### DATA PROVIDED
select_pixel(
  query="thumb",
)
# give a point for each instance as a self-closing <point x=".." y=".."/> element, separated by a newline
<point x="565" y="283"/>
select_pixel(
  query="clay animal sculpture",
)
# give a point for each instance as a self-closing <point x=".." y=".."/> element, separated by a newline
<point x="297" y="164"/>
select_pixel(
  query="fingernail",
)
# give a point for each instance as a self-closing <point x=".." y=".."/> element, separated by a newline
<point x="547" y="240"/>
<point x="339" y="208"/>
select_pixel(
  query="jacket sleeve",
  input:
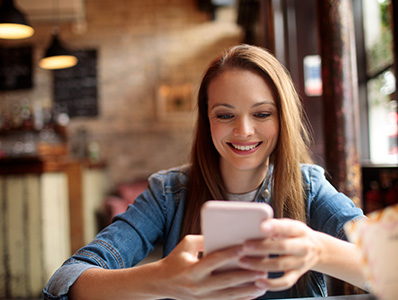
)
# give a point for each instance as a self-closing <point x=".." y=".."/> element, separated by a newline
<point x="124" y="243"/>
<point x="328" y="210"/>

### PROBLEM DESCRIPTION
Rewrite all the entries above, switching every "instance" to "occurrence" and changing nothing else. Leave the pictures out.

### WRITTEN ANSWER
select_pixel(
  query="thumb",
)
# give a point for each occurrence as a self-closing <point x=".." y=".."/> element, separated by a newline
<point x="565" y="283"/>
select_pixel(
  query="clay animal sculpture",
)
# give a point for each occurrence as a self-closing <point x=".." y=".."/> element, separated by a newline
<point x="297" y="164"/>
select_pixel(
  query="fingernail",
)
# give a point for each occurrence as a self-closing <point x=".." y=".."/> element, separated by a newline
<point x="547" y="240"/>
<point x="339" y="208"/>
select_pixel(
  query="jacket sleeve",
  input:
)
# give a point for each occurrence as a self-closing <point x=".." y=".."/> element, separated by a newline
<point x="124" y="243"/>
<point x="328" y="210"/>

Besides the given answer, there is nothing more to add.